● MATERIAL:
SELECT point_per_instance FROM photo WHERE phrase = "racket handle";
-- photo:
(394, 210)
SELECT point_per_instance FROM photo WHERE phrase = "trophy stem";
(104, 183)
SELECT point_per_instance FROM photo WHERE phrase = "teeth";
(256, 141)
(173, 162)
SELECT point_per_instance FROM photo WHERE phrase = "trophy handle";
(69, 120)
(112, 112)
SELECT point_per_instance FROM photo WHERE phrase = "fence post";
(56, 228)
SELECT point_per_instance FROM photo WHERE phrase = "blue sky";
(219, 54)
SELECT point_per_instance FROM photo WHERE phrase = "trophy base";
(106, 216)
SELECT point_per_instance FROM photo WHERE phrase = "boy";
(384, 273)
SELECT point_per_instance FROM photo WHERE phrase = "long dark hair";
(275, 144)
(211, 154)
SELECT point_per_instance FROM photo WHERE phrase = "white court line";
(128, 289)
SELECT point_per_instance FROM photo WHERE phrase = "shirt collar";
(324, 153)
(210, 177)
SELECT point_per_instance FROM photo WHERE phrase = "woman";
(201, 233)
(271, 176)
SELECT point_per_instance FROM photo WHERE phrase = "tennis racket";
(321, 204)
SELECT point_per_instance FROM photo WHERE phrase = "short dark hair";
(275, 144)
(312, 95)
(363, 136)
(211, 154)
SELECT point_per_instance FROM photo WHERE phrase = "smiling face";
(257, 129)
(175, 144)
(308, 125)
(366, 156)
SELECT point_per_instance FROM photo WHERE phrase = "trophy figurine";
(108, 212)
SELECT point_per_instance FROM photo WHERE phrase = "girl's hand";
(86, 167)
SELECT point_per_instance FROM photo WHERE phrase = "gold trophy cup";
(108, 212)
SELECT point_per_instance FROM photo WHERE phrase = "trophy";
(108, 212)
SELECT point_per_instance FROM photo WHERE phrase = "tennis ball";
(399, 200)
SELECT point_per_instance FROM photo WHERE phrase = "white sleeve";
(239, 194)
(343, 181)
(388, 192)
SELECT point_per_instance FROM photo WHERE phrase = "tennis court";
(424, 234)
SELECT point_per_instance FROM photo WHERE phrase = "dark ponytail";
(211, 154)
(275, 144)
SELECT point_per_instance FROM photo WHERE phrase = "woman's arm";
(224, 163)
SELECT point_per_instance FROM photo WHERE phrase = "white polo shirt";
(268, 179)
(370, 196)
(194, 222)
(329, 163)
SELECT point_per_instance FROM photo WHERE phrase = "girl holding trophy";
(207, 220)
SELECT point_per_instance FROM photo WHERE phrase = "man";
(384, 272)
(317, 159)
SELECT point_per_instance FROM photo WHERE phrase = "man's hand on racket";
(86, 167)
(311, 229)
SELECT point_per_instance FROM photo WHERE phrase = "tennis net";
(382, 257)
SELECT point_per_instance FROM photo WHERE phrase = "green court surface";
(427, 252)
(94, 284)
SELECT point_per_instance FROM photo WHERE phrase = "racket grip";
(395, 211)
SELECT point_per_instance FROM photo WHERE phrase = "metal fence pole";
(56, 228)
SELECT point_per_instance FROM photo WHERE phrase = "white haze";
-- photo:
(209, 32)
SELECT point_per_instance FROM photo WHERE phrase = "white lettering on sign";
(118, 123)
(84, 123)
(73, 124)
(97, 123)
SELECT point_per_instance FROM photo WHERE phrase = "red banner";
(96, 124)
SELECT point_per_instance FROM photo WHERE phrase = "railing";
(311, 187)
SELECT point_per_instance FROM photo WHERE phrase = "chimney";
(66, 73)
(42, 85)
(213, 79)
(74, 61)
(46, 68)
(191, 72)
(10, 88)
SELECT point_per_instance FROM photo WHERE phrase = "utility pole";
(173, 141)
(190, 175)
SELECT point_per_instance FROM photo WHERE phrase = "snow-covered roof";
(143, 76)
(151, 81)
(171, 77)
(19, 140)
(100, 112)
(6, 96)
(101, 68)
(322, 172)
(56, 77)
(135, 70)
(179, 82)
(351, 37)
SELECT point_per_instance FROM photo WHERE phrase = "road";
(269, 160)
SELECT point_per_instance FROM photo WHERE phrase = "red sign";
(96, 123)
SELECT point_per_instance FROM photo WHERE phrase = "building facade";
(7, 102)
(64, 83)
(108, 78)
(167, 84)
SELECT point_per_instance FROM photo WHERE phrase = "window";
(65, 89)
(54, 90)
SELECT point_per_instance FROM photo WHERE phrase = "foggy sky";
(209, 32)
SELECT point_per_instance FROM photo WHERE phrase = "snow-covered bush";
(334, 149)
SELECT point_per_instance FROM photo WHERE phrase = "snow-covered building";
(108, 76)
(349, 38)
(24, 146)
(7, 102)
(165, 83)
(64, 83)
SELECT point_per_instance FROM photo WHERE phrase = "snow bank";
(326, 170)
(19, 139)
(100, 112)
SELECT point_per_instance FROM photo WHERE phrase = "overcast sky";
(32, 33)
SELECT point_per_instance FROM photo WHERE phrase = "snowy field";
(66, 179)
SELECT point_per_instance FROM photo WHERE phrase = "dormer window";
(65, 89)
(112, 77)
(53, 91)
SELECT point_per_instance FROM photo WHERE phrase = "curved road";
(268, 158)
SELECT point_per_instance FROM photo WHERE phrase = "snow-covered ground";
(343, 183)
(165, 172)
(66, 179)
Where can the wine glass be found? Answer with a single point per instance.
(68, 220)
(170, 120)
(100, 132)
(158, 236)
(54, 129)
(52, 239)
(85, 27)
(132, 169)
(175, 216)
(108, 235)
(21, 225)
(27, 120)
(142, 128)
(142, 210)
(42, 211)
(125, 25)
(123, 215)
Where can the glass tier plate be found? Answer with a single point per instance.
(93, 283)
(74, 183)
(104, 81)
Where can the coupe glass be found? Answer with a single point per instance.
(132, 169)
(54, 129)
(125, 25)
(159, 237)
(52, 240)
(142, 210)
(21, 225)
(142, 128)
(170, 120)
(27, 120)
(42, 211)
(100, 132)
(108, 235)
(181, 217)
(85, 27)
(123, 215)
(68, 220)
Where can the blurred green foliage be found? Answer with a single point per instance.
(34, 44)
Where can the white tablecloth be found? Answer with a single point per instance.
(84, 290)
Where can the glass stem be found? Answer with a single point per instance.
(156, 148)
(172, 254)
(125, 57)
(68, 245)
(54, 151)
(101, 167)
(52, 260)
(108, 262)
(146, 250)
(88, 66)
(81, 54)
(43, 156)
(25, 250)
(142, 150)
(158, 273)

● REQUIREMENT:
Reproduce the listing in full. Keep it exactly as written.

● RESPONSE:
SELECT point_per_instance FROM photo WHERE phrase = "racket handle";
-- photo:
(394, 210)
SELECT point_per_instance FROM photo WHERE phrase = "trophy stem";
(104, 183)
SELECT point_per_instance FROM photo WHERE phrase = "teeth";
(256, 141)
(173, 162)
SELECT point_per_instance FROM photo WHERE phrase = "trophy handle";
(69, 120)
(112, 112)
SELECT point_per_instance FROM photo WHERE phrase = "fence post";
(56, 228)
SELECT point_per_instance FROM photo WHERE phrase = "blue sky";
(219, 54)
SELECT point_per_instance FROM photo WHERE phrase = "trophy base";
(106, 216)
SELECT point_per_instance FROM photo WHERE phrase = "boy";
(384, 273)
SELECT point_per_instance FROM photo WHERE phrase = "long dark hair";
(275, 144)
(211, 154)
SELECT point_per_instance FROM photo WHERE phrase = "white court line";
(128, 289)
SELECT point_per_instance FROM photo WHERE phrase = "shirt collar";
(324, 153)
(210, 177)
SELECT point_per_instance FROM photo WHERE phrase = "woman";
(201, 233)
(271, 176)
SELECT point_per_instance FROM photo WHERE phrase = "tennis racket";
(321, 204)
SELECT point_per_instance FROM photo WHERE phrase = "short dark hair";
(275, 144)
(312, 95)
(363, 136)
(211, 154)
SELECT point_per_instance FROM photo WHERE phrase = "smiling face";
(257, 129)
(175, 144)
(308, 125)
(366, 156)
SELECT point_per_instance FROM photo WHERE phrase = "trophy figurine";
(108, 212)
SELECT point_per_instance FROM photo WHERE phrase = "girl's hand";
(86, 167)
SELECT point_per_instance FROM photo WHERE phrase = "gold trophy cup";
(108, 212)
SELECT point_per_instance FROM photo WHERE phrase = "trophy";
(108, 212)
SELECT point_per_instance FROM photo WHERE phrase = "tennis ball";
(399, 200)
SELECT point_per_instance FROM photo WHERE phrase = "white sleeve";
(239, 194)
(343, 181)
(388, 192)
SELECT point_per_instance FROM photo WHERE phrase = "tennis court";
(424, 234)
SELECT point_per_instance FROM photo WHERE phrase = "dark ponytail";
(211, 154)
(275, 144)
SELECT point_per_instance FROM photo WHERE phrase = "woman's arm";
(224, 163)
SELECT point_per_instance FROM photo WHERE phrase = "white polo shirt";
(268, 179)
(370, 196)
(194, 222)
(329, 163)
SELECT point_per_instance FROM photo WHERE phrase = "girl holding trophy";
(207, 220)
SELECT point_per_instance FROM photo WHERE phrase = "man";
(384, 272)
(317, 159)
SELECT point_per_instance FROM photo WHERE phrase = "man's hand on racket";
(86, 167)
(311, 229)
SELECT point_per_instance FROM photo WHERE phrase = "tennis net";
(382, 257)
SELECT point_per_instance FROM photo WHERE phrase = "green court surface";
(427, 252)
(94, 284)
SELECT point_per_instance FROM photo WHERE phrase = "racket grip";
(395, 211)
SELECT point_per_instance FROM photo WHERE phrase = "metal fence pole";
(56, 228)
SELECT point_per_instance FROM photo WHERE phrase = "white haze";
-- photo:
(209, 32)
SELECT point_per_instance FROM photo WHERE phrase = "white lettering on sign";
(118, 123)
(84, 123)
(73, 124)
(97, 123)
SELECT point_per_instance FROM photo WHERE phrase = "red banner";
(96, 124)
SELECT point_per_instance FROM photo WHERE phrase = "railing";
(311, 187)
SELECT point_per_instance FROM photo WHERE phrase = "chimney";
(66, 73)
(42, 85)
(213, 79)
(74, 61)
(46, 68)
(191, 72)
(10, 88)
SELECT point_per_instance FROM photo WHERE phrase = "utility pole";
(173, 141)
(190, 175)
SELECT point_per_instance FROM photo WHERE phrase = "snow-covered roof";
(143, 76)
(151, 81)
(171, 77)
(19, 140)
(100, 112)
(6, 96)
(101, 68)
(322, 172)
(56, 77)
(135, 70)
(179, 82)
(351, 37)
SELECT point_per_instance FROM photo WHERE phrase = "road";
(269, 160)
SELECT point_per_instance FROM photo WHERE phrase = "red sign";
(96, 123)
SELECT point_per_instance FROM photo WHERE phrase = "building facade";
(7, 102)
(64, 83)
(108, 78)
(167, 84)
SELECT point_per_instance FROM photo WHERE phrase = "window";
(65, 89)
(54, 90)
SELECT point_per_instance FROM photo WHERE phrase = "foggy sky";
(209, 32)
SELECT point_per_instance FROM photo WHERE phrase = "snow-covered bush";
(334, 149)
SELECT point_per_instance FROM photo WHERE phrase = "snow-covered building";
(108, 76)
(349, 38)
(24, 146)
(7, 102)
(165, 83)
(64, 83)
SELECT point_per_instance FROM photo WHERE phrase = "snow bank";
(326, 170)
(19, 139)
(100, 112)
SELECT point_per_instance FROM photo WHERE phrase = "overcast sky";
(32, 33)
SELECT point_per_instance FROM photo WHERE phrase = "snowy field";
(66, 179)
SELECT point_per_instance FROM photo WHERE phrase = "dormer window";
(65, 89)
(112, 77)
(53, 91)
SELECT point_per_instance FROM photo WHERE phrase = "curved road";
(268, 158)
SELECT point_per_instance FROM photo WHERE phrase = "snow-covered ground";
(343, 183)
(165, 172)
(66, 179)
Where can the wine glass be found? Answer with a single point per instance.
(68, 220)
(170, 120)
(100, 132)
(158, 236)
(54, 129)
(52, 239)
(85, 27)
(132, 169)
(175, 216)
(108, 235)
(21, 225)
(27, 120)
(142, 128)
(142, 210)
(42, 211)
(125, 25)
(123, 215)
Where can the glass tier plate be found? Answer with a single point per instance.
(93, 283)
(74, 183)
(104, 81)
Where can the coupe glass be found? Answer with a single point per instance.
(132, 169)
(54, 129)
(125, 25)
(159, 237)
(52, 240)
(142, 210)
(21, 225)
(142, 128)
(170, 120)
(27, 120)
(42, 211)
(100, 132)
(108, 235)
(181, 217)
(85, 27)
(123, 215)
(68, 220)
Where can the blurred green foliage be found? Answer with a single point per instance.
(34, 44)
Where can the white tablecloth be found? Answer with a single point per instance.
(84, 290)
Where can the glass stem be found? Answer with a single point per instance.
(156, 148)
(172, 254)
(125, 57)
(68, 245)
(54, 151)
(101, 167)
(52, 260)
(108, 262)
(146, 250)
(88, 66)
(81, 54)
(43, 156)
(25, 250)
(142, 150)
(158, 273)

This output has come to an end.